━━━━━ Extracted material ━━━━━

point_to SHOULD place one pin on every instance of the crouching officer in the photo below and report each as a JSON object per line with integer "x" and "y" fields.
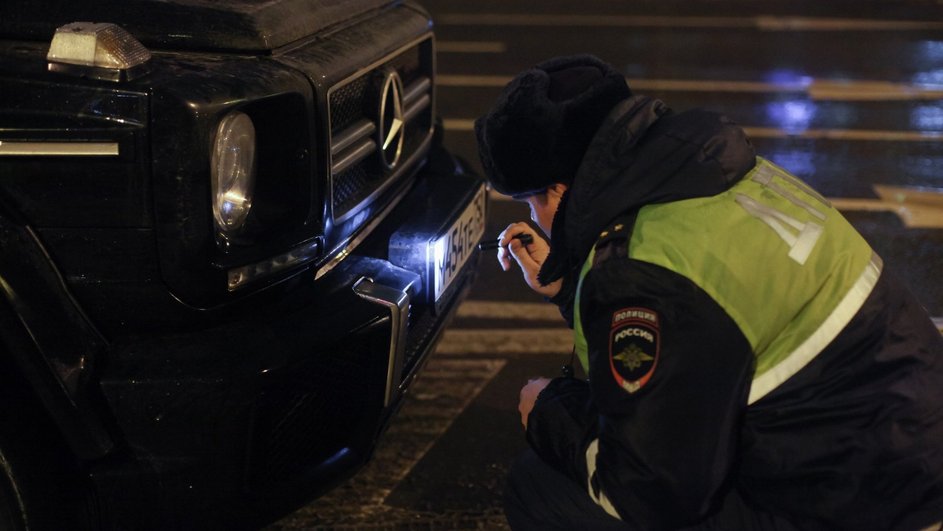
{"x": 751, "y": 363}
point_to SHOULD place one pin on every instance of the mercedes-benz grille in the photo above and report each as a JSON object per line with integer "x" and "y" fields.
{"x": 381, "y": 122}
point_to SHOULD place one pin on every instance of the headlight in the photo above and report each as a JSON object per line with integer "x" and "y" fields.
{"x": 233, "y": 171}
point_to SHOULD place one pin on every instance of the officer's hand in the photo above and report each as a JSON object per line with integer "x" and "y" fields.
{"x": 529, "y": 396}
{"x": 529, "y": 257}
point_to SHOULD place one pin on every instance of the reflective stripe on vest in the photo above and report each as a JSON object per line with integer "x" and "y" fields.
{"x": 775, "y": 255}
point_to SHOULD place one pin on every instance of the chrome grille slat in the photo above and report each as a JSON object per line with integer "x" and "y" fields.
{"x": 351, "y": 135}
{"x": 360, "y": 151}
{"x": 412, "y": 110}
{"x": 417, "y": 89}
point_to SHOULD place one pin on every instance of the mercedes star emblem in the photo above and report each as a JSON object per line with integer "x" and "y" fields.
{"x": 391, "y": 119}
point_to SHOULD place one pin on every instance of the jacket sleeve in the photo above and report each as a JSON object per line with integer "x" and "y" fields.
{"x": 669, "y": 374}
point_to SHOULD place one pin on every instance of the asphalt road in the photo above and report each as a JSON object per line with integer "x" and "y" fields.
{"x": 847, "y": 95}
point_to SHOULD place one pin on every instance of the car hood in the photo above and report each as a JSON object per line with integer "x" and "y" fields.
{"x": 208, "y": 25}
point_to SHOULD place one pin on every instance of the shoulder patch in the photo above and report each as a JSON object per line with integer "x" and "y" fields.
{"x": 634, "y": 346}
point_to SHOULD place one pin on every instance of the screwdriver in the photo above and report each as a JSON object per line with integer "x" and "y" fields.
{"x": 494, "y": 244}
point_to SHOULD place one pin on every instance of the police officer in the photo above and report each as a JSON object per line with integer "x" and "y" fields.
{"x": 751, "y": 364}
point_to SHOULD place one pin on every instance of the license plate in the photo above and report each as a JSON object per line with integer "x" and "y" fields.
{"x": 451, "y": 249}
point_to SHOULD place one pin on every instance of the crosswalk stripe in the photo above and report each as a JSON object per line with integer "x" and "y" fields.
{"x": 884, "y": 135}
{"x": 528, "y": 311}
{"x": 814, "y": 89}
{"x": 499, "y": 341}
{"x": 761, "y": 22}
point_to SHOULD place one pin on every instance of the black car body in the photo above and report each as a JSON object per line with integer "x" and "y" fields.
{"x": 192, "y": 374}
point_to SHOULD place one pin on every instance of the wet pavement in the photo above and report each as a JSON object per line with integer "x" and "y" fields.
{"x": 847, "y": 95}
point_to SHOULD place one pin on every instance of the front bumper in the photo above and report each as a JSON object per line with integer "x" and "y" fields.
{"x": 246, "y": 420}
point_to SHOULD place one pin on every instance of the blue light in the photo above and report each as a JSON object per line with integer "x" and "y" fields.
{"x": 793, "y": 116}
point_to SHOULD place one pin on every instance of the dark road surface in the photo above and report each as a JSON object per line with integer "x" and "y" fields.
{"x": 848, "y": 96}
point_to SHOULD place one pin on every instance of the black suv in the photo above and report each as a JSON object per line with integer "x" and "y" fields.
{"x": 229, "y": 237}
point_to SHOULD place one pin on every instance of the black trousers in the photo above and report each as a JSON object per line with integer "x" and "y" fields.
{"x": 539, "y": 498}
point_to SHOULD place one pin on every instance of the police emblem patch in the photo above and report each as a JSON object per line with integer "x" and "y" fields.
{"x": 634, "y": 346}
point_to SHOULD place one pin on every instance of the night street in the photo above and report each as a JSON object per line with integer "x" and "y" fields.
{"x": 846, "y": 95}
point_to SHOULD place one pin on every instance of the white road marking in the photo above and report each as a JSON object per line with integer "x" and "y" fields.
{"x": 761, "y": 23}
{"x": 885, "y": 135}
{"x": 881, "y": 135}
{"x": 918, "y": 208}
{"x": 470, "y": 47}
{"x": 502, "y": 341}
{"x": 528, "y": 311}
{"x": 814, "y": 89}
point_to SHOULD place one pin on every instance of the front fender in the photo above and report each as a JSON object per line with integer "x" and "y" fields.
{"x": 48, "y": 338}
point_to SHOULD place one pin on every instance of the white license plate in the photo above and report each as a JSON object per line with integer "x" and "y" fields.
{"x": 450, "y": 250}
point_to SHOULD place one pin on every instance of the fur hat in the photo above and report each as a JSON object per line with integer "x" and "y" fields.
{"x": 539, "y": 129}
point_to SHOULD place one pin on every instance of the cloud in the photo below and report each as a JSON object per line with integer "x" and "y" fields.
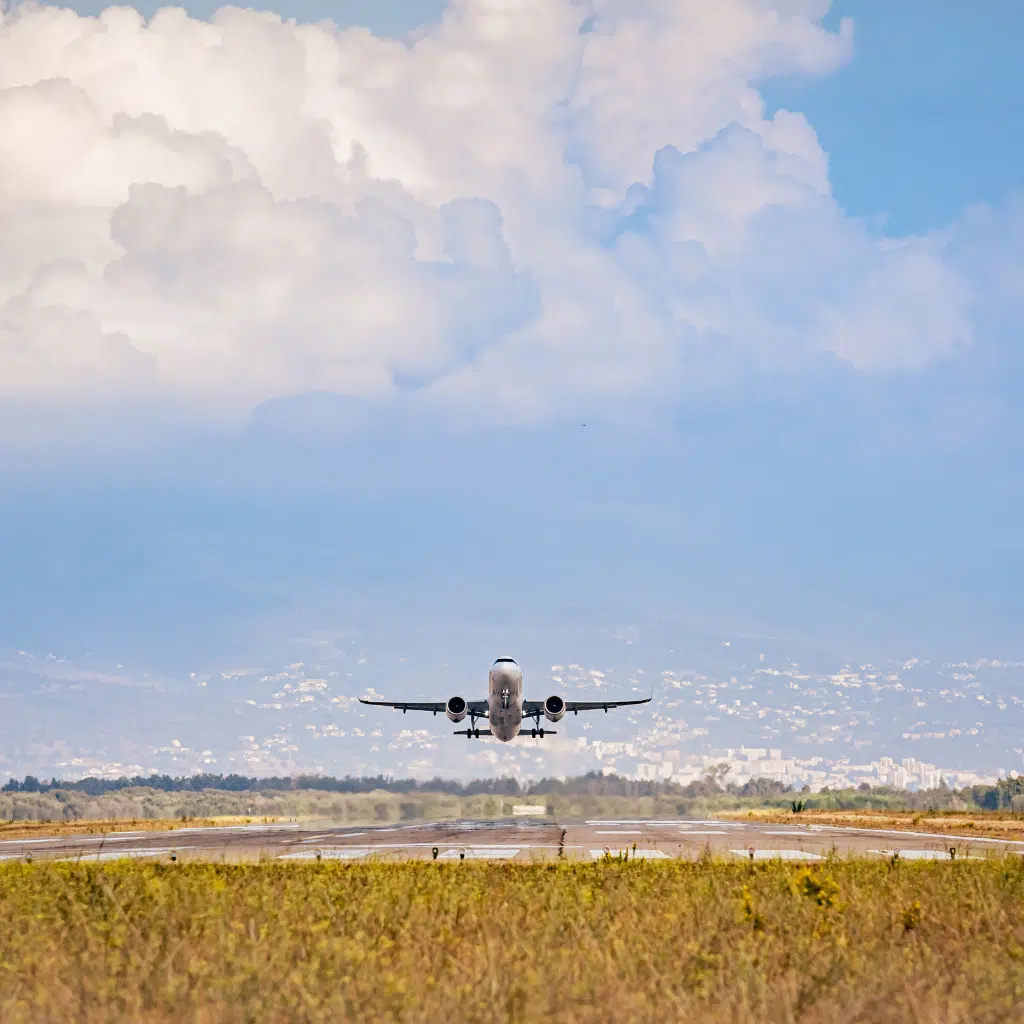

━━━━━

- **What this task involves**
Repeat the data exactly in full, omitting its pictures.

- **Answer to the problem**
point_to SHOULD place one pin on every instance of the crouching officer in the photo below and report each as a JSON object per line with integer "x" and "y" fields.
{"x": 751, "y": 363}
point_to SHOULD place one pin on every instance of the mercedes-benz grille in the photo above and report each as a JSON object per line with integer "x" and "y" fields.
{"x": 381, "y": 122}
point_to SHOULD place one pin on every instance of the headlight in the photo above and report each as a JSON object per line with integer "x" and "y" fields.
{"x": 233, "y": 171}
point_to SHOULD place one pin on every instance of the officer's hand in the photo above and report each as a JSON object per line with integer "x" and "y" fields.
{"x": 529, "y": 396}
{"x": 529, "y": 257}
point_to SHOULD place one pin on every instance of the reflective stripe on vest in the photo above and report each as a JSON object per line with integer "x" and "y" fields.
{"x": 775, "y": 255}
point_to SHOULD place one pin on every instance of the chrome grille slat in the photo above and report each as a JSON object per line with integer "x" and "y" fields.
{"x": 351, "y": 135}
{"x": 360, "y": 151}
{"x": 412, "y": 110}
{"x": 417, "y": 89}
point_to SHOULD place one pin on every instance of the mercedes star emblem in the photo above and report each as a JSON object per line with integer "x" and "y" fields.
{"x": 391, "y": 119}
point_to SHOULD place one pin on every instance of the jacket sleeve in the photo above and report each as a JSON object per line with integer "x" and "y" fields.
{"x": 669, "y": 374}
point_to SHOULD place one pin on every instance of the asphalt road in the photo above and report each as a JSON object per line with integer "x" and "y" fields.
{"x": 847, "y": 95}
point_to SHOULD place one pin on every instance of the car hood in the photo above and report each as a JSON object per line with integer "x" and "y" fields.
{"x": 208, "y": 25}
point_to SHOULD place one pin on every instance of the shoulder patch in the photo above and report each as a JSON object per line with integer "x" and "y" fields.
{"x": 634, "y": 346}
point_to SHOULD place one pin on every instance of the screwdriver in the photo above and report each as a JSON object per line with integer "x" and "y" fields.
{"x": 494, "y": 244}
point_to SHOULD place one pin on every instance of the police officer in the photo above and report each as a JSON object per line with integer "x" and "y" fields.
{"x": 751, "y": 364}
point_to SHOULD place one pin on every instance of the license plate in the photo above and report each as a JSON object per line with integer "x" and "y" fields.
{"x": 451, "y": 249}
point_to SHOULD place one pin on every instance of the crosswalk stripe in the photo above and report each as a JSON object per line with integer "x" and "y" fields.
{"x": 884, "y": 135}
{"x": 528, "y": 311}
{"x": 814, "y": 89}
{"x": 499, "y": 341}
{"x": 761, "y": 22}
point_to SHOULD place one pin on every instance of the black car body in the photo above and report each as a JSON object per line with integer "x" and "y" fields.
{"x": 192, "y": 374}
point_to SHOULD place one pin on every instance of the wet pavement in the photo above and report each as a JSON object per line with integer "x" and "y" fields.
{"x": 847, "y": 95}
point_to SHOULD place one pin on every instance of the front bumper in the photo above and report each as a JSON object per line with integer "x" and "y" fields.
{"x": 246, "y": 420}
point_to SHOULD place one pin on every instance of the blue light in the photo above and report each as a JSON object per line with integer "x" and "y" fields.
{"x": 793, "y": 116}
point_to SHOULD place one pin on every instance of the dark road surface in the photo above and report each as a JSON object per line with integer "x" and "y" fields.
{"x": 848, "y": 96}
point_to SHOULD place one pin on every instance of the black suv in the photo above and report each as a JSON object per line with integer "x" and "y" fields.
{"x": 229, "y": 237}
point_to SHOULD place one pin on every instance of the black trousers in the photo above and report each as a JSON object per line with integer "x" and "y" fields.
{"x": 539, "y": 498}
point_to SHOULD place one pin on every instance of the police emblem patch in the photo above and report each as a JSON object per line with integer "x" and "y" fields.
{"x": 634, "y": 346}
point_to SHOULD place one pin on every instance of the night street in the photo above and report each as a JSON object per line with integer "x" and "y" fields.
{"x": 846, "y": 95}
point_to SHOULD place one pin on every instance of the white road marking in the photo above and report each as a JSON object per line with integer "x" and "y" fields.
{"x": 761, "y": 23}
{"x": 885, "y": 135}
{"x": 881, "y": 135}
{"x": 918, "y": 208}
{"x": 470, "y": 47}
{"x": 502, "y": 341}
{"x": 528, "y": 311}
{"x": 814, "y": 89}
point_to SHOULD place one pin on every instance of the front fender in the photo above and report each as a JSON object per line with integer "x" and "y" fields.
{"x": 48, "y": 338}
point_to SHOULD place one pin on every instance of the white license plate in the photo above and report each as a JSON object per line with integer "x" and "y" fields.
{"x": 450, "y": 250}
point_to SHOULD place one pin on every instance of the fur hat in the photo above and report each as a JSON object per line with integer "x" and "y" fields.
{"x": 539, "y": 129}
point_to SHOULD place one pin on every instance of the cloud in the photo below and report each as a JSON object per line with integer "x" and "y" fields.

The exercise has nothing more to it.